* **Aim of the exercise**
What is needed is an exact copy of the entries below, from the line that contains "Locate the ocean" through the final line, both included, and nothing else.

[Point labeling dataset excerpts]
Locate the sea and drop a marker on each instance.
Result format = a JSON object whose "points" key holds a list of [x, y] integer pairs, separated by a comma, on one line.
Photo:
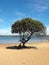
{"points": [[7, 39]]}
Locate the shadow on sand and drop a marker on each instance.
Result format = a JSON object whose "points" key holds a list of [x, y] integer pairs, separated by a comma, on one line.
{"points": [[21, 47]]}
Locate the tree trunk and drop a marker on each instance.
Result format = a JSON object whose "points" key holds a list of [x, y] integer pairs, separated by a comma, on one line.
{"points": [[23, 44]]}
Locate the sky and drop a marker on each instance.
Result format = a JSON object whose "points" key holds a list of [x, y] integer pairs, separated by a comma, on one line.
{"points": [[13, 10]]}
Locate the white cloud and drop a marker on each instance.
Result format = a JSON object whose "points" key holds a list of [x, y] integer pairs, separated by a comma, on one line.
{"points": [[5, 32], [47, 31], [20, 13], [41, 8]]}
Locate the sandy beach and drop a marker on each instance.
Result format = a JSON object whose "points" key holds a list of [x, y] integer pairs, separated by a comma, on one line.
{"points": [[35, 54]]}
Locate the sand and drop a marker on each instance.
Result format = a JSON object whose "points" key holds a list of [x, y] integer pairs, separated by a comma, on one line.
{"points": [[36, 54]]}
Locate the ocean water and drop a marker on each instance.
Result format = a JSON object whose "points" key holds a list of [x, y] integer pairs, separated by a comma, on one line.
{"points": [[15, 39]]}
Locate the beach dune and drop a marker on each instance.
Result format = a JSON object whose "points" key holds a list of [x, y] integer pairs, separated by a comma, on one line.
{"points": [[38, 54]]}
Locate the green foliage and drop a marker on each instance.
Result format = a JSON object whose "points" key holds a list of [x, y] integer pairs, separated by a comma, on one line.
{"points": [[26, 28]]}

* **Answer**
Locate the ocean water and drop a marker on each instance.
Result format = a JSON object whose "points" key holds a list of [x, y] integer pairs, separated by a comma, on one line.
{"points": [[15, 39]]}
Locate the beach dune and drop a marker on each instance.
Result format = a JSON object whose "points" key holds a list of [x, y] integer pairs, separated by a comma, on one line.
{"points": [[38, 54]]}
Locate the green foliage and drop a marker on each instance.
Result format = a JSON object whose "points" key holds a list of [x, y] integer pairs, separated by a comma, on one line.
{"points": [[26, 28]]}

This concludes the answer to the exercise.